__TASK OBJECTIVE__. Render the stretch of rows below, from the line containing "Where can the snow-covered shore" through the line containing "column 1131, row 220", as a numbered list that includes both of those lines and omits any blank lines.

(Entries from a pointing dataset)

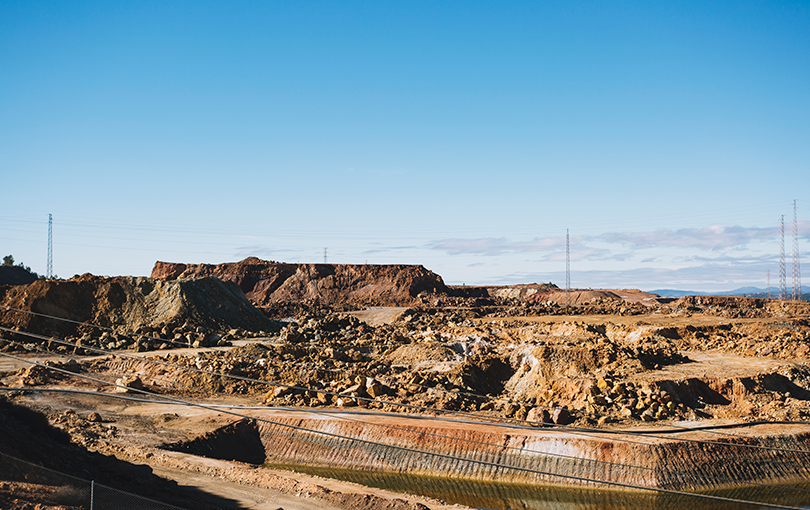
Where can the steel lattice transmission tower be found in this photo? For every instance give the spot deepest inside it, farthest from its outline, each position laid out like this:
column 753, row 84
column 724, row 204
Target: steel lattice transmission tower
column 49, row 268
column 769, row 284
column 567, row 270
column 782, row 275
column 797, row 273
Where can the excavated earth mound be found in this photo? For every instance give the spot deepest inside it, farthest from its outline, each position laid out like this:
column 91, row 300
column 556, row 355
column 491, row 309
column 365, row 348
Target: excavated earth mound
column 266, row 283
column 16, row 275
column 129, row 304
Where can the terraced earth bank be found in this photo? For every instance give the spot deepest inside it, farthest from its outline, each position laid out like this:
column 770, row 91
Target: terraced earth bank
column 524, row 368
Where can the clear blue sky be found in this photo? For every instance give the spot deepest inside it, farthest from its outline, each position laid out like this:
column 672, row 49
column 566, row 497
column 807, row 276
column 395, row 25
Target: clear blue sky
column 464, row 136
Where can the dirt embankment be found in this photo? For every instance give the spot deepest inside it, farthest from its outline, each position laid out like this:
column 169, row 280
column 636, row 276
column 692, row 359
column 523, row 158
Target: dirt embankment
column 133, row 307
column 266, row 282
column 16, row 275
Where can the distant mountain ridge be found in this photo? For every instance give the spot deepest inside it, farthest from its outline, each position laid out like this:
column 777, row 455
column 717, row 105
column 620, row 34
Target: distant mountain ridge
column 742, row 291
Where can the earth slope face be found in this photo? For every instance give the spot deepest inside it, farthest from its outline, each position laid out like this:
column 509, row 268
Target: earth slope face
column 266, row 282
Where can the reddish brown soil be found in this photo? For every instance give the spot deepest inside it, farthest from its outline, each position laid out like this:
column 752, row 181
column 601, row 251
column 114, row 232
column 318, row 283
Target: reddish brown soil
column 266, row 282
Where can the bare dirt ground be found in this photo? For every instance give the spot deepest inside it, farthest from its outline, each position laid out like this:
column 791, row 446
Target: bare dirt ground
column 606, row 364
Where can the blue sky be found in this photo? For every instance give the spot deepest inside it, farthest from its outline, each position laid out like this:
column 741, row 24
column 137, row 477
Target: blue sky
column 464, row 136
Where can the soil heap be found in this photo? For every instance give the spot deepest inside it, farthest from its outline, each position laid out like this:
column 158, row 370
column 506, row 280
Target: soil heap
column 266, row 283
column 16, row 275
column 131, row 306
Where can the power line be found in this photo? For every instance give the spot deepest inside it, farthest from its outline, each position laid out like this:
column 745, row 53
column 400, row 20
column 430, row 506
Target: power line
column 49, row 268
column 782, row 275
column 567, row 270
column 497, row 465
column 797, row 275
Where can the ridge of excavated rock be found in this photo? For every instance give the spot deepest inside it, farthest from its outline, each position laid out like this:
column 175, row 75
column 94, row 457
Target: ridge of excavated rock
column 267, row 282
column 127, row 303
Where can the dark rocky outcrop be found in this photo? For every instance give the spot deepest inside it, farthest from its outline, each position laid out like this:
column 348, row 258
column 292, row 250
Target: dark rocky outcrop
column 266, row 283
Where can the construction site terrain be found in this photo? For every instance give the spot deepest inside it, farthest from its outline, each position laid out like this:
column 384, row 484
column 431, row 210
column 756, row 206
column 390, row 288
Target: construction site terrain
column 211, row 383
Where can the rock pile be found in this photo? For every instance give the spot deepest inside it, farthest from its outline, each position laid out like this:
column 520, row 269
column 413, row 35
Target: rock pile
column 138, row 313
column 266, row 283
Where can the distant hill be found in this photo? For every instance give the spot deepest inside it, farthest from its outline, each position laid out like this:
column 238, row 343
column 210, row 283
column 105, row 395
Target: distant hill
column 742, row 291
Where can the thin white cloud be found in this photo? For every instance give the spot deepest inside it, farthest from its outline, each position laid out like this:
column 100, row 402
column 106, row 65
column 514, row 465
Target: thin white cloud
column 714, row 238
column 496, row 246
column 711, row 238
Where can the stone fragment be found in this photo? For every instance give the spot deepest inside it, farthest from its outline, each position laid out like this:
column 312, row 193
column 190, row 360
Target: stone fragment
column 561, row 416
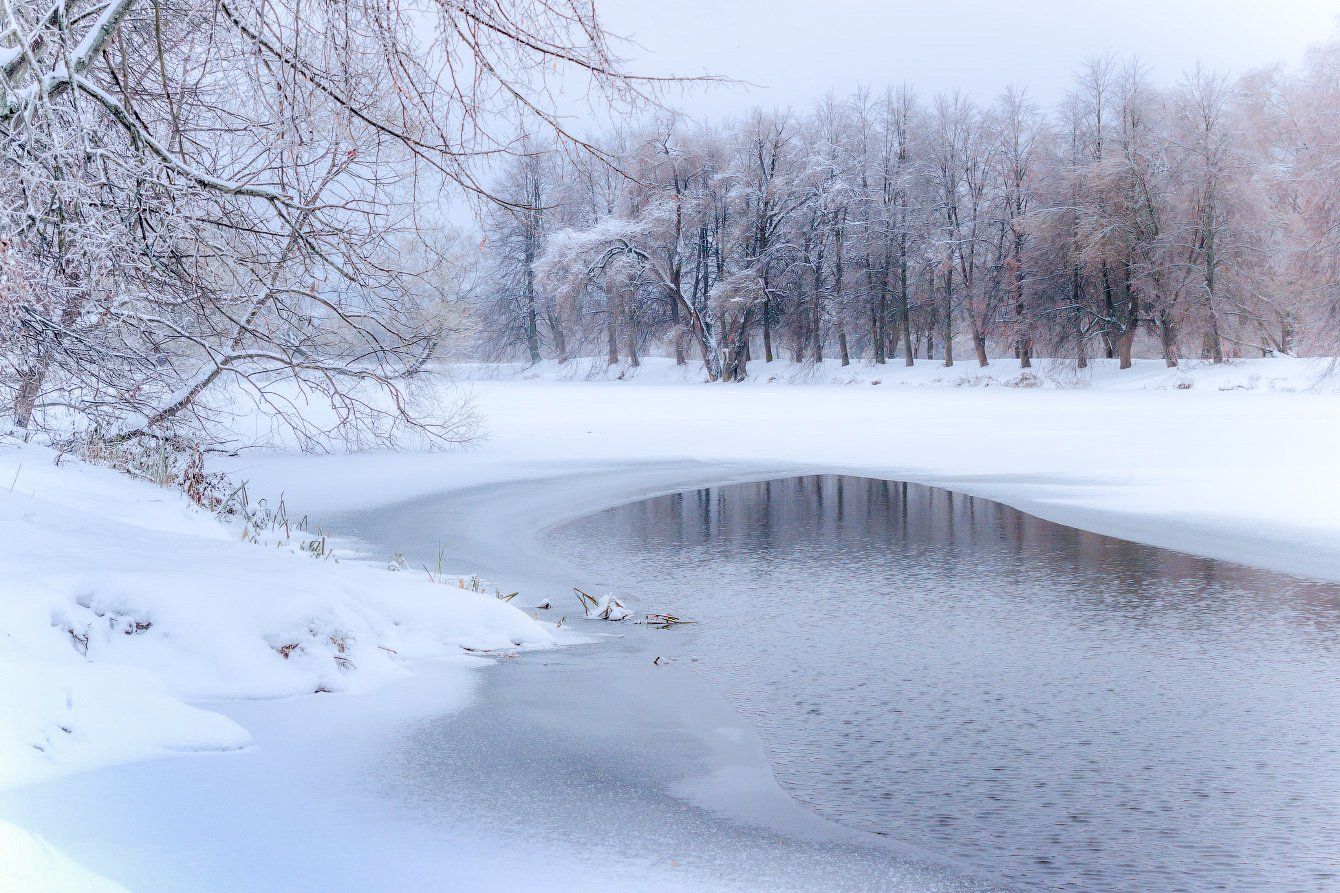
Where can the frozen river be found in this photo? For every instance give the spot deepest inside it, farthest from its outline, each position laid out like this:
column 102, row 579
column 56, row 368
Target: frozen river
column 889, row 688
column 1060, row 709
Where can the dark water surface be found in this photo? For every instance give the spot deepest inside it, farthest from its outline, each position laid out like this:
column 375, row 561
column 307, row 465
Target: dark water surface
column 1063, row 709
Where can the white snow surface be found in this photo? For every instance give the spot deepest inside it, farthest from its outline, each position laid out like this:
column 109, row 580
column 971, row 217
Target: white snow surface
column 123, row 602
column 1238, row 465
column 126, row 605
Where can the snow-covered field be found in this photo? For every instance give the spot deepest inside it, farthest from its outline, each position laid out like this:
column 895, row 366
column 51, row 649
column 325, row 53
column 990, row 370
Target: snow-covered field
column 126, row 606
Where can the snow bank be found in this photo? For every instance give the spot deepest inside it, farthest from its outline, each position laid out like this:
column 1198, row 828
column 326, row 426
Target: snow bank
column 1238, row 467
column 31, row 865
column 123, row 602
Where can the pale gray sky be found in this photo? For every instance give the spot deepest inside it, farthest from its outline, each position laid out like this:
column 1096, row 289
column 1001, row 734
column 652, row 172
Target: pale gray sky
column 797, row 50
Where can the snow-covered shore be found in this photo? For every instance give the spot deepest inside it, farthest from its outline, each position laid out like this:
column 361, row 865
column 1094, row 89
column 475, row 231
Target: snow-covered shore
column 127, row 605
column 123, row 604
column 1238, row 467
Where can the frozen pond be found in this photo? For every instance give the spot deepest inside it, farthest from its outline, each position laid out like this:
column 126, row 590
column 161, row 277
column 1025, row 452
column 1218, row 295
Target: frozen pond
column 1056, row 708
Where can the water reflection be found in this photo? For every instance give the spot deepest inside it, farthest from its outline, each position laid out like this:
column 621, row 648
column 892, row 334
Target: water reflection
column 1068, row 711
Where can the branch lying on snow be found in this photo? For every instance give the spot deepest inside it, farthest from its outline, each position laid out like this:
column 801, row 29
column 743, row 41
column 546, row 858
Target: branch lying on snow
column 606, row 608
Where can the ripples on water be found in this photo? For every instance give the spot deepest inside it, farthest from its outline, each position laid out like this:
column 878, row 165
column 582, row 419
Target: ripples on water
column 1065, row 711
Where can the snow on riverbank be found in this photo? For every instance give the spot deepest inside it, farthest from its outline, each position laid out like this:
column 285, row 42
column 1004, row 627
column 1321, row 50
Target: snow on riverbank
column 1276, row 374
column 1237, row 473
column 123, row 602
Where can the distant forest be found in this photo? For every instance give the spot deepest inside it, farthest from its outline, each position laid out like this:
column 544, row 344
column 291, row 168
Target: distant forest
column 1131, row 220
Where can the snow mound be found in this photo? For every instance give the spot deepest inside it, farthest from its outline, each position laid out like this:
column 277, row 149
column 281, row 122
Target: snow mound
column 123, row 602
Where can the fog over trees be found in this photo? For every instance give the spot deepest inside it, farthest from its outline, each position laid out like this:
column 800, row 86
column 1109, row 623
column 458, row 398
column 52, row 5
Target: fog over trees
column 219, row 203
column 212, row 205
column 1193, row 221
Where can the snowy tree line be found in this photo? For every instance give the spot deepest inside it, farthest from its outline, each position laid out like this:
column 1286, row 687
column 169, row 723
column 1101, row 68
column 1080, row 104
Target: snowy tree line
column 211, row 205
column 1189, row 221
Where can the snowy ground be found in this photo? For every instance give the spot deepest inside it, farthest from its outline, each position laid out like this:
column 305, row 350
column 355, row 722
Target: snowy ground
column 1233, row 463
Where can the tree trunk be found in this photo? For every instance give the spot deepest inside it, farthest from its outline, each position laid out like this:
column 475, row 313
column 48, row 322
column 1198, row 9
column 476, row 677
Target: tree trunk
column 949, row 317
column 1167, row 335
column 611, row 333
column 767, row 330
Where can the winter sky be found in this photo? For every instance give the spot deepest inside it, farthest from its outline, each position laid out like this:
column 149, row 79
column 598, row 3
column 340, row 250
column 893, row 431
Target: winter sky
column 796, row 50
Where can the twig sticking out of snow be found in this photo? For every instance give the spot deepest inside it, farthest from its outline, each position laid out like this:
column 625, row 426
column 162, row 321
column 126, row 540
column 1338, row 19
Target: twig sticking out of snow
column 663, row 621
column 606, row 608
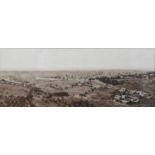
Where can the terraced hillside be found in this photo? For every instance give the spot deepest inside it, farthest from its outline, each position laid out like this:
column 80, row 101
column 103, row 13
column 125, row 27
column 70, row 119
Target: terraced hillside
column 77, row 89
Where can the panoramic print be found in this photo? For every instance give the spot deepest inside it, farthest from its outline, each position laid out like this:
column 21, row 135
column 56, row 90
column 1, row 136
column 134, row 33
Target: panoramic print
column 77, row 77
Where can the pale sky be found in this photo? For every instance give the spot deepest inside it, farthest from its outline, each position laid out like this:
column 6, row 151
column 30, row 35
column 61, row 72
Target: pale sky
column 76, row 59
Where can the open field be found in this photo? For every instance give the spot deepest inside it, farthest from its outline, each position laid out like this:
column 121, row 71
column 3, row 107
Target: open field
column 77, row 89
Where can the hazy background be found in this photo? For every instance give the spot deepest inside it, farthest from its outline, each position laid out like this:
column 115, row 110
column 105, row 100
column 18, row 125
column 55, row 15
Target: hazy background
column 76, row 59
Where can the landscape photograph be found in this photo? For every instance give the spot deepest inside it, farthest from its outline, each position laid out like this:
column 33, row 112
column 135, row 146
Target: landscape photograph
column 77, row 78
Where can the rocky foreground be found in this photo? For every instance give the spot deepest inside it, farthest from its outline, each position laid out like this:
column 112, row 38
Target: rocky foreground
column 77, row 89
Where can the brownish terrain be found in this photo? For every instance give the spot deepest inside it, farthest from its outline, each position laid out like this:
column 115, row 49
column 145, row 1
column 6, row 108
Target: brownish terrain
column 77, row 89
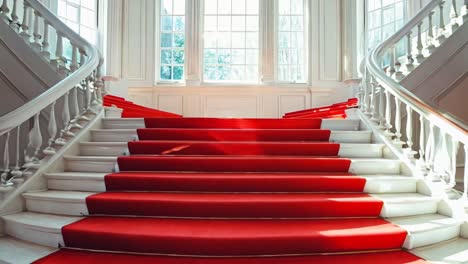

__FINAL RESULT__.
1. Where can the snow-covered shore be found in this photo? For every instance give the spot deepest inside it, farthest from its outline, each position laid out like this:
2. column 361, row 865
3. column 1094, row 89
4. column 475, row 231
5. Target: snow-covered shore
6. column 127, row 605
7. column 123, row 604
8. column 1238, row 467
9. Where can the frozen pond be found in this photo? For every instance give the spot deepest inside it, farthest from its outline, each position laid out like this:
10. column 126, row 590
11. column 161, row 277
12. column 1025, row 452
13. column 1218, row 295
14. Target: frozen pond
15. column 1056, row 708
16. Where can the water reflection be found in this photo? For every instance give the spot deepest inside it, farthest from its outline, each position laid out like this:
17. column 621, row 648
18. column 892, row 334
19. Target: water reflection
20. column 1068, row 711
21. Where can the branch lying on snow be found in this photo? For every instance give the spot deepest inside it, farthest from its outline, each position laid out like this:
22. column 801, row 29
23. column 743, row 41
24. column 546, row 858
25. Target: branch lying on snow
26. column 606, row 608
27. Where can the ripples on water be found in this photo? For every instance give the spot deepest inside it, farthest from its outline, each position laid out like this:
28. column 878, row 165
29. column 582, row 419
30. Target: ripples on water
31. column 1065, row 711
32. Where can the snow on riverbank be found in this photo? For every instance give the spot deepest inside it, farthest from its outline, each position laid out like this:
33. column 285, row 42
34. column 1004, row 627
35. column 1321, row 50
36. Target: snow on riverbank
37. column 1276, row 374
38. column 1237, row 473
39. column 123, row 602
40. Where can the distant forest be found in this photo? For every instance give the spot deepest inside it, farthest from its outline, each position laid out like this:
41. column 544, row 344
42. column 291, row 168
43. Target: distant forest
44. column 1131, row 220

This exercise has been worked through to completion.